◆ **Stated task**: Starting with the line containing "Mark each instance of the flowing" and going on through the end of the data below, copy every line again, requests included. Increase each x and y coordinate in the answer points by 48, and leave the sample points in the requests unchanged.
==== Record extracts
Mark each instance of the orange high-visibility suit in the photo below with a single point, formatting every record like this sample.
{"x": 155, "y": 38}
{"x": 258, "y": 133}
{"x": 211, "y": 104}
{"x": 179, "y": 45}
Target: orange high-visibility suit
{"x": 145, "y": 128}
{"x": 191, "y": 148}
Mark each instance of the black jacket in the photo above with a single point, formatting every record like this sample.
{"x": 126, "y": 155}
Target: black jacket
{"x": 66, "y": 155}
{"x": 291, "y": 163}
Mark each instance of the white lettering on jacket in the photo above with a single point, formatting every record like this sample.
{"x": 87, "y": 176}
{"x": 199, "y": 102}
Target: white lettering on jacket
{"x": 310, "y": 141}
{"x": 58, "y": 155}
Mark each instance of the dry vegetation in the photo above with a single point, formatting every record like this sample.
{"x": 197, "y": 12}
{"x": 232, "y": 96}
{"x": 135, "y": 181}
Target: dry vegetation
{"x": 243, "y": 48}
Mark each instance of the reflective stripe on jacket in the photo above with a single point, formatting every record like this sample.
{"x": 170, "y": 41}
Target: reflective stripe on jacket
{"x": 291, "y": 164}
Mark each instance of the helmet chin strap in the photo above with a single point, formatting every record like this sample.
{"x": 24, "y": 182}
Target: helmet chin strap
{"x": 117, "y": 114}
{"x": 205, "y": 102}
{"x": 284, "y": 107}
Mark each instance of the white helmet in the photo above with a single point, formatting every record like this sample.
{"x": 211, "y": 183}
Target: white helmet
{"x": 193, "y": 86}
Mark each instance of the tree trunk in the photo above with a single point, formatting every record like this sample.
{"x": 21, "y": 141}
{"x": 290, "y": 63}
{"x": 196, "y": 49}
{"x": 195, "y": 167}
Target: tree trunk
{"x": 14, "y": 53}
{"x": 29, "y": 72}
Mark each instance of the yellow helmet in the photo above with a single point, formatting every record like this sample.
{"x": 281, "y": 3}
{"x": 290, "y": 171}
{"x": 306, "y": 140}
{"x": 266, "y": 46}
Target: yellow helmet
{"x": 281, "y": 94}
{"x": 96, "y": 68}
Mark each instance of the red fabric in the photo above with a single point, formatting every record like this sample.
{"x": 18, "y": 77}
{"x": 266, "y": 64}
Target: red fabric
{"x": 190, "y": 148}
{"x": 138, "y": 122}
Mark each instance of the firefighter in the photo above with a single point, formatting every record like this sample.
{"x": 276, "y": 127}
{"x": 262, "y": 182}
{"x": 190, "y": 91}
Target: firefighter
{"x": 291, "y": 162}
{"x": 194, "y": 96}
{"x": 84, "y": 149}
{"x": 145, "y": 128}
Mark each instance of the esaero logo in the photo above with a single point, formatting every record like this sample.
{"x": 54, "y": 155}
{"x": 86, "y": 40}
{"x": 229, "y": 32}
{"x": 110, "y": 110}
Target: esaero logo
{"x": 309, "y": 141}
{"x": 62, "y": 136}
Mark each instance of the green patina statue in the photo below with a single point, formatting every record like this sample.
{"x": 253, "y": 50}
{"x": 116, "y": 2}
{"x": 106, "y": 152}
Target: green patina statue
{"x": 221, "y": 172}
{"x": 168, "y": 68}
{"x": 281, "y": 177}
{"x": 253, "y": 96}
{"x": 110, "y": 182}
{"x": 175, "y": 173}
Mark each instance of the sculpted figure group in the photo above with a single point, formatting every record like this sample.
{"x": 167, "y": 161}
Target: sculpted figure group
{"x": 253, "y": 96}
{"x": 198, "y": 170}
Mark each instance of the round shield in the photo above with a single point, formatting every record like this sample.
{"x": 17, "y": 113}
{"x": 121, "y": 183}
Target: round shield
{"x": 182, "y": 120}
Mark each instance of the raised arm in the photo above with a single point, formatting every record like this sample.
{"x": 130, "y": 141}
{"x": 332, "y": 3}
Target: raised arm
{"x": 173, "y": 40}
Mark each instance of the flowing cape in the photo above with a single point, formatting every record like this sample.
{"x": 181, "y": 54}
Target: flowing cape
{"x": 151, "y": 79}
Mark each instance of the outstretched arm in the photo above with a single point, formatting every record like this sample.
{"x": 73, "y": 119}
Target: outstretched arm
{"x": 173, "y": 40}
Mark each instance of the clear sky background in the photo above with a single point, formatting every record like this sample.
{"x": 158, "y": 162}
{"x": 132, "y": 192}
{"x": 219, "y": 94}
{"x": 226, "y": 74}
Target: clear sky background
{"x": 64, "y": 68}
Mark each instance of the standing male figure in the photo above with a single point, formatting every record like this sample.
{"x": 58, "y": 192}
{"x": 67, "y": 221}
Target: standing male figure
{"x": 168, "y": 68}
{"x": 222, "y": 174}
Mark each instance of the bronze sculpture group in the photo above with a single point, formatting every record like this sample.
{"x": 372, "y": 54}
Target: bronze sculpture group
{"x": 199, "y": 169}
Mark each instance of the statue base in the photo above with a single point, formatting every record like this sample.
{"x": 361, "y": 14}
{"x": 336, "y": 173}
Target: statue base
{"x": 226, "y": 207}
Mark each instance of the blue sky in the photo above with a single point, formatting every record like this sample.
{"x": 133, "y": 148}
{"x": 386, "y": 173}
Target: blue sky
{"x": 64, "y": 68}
========
◆ **Exercise answer**:
Mark each instance of the flowing cape in the photo above with a single point, formatting every record like this sample.
{"x": 181, "y": 54}
Target: flowing cape
{"x": 199, "y": 127}
Mark each instance of the outstretched arm in the photo above with a single point, formatting every record like this sample.
{"x": 73, "y": 119}
Target: outstretched arm
{"x": 221, "y": 88}
Mark each instance of the clear sky background in the photo above with a single point, formatting every record like this sample.
{"x": 158, "y": 162}
{"x": 132, "y": 192}
{"x": 219, "y": 94}
{"x": 226, "y": 74}
Target: clear sky background
{"x": 112, "y": 116}
Mark each instance of the standing male figure in the photo above with a single point, formatting every record like this sample.
{"x": 58, "y": 192}
{"x": 67, "y": 221}
Target: standing male figure
{"x": 216, "y": 116}
{"x": 270, "y": 222}
Mark each instance of the bronze sculpture group in the photo above with a single point, formatting every record like this sample.
{"x": 372, "y": 54}
Target: bronze sculpture group
{"x": 247, "y": 217}
Mark each instance of the statue base in the photo above with a single point, formatting every record like this sample.
{"x": 361, "y": 14}
{"x": 336, "y": 173}
Target: statue base
{"x": 274, "y": 255}
Mark each instance of the blue sky in the photo above with a single point, formatting every record like this sample.
{"x": 133, "y": 148}
{"x": 386, "y": 173}
Target: blue sky
{"x": 112, "y": 116}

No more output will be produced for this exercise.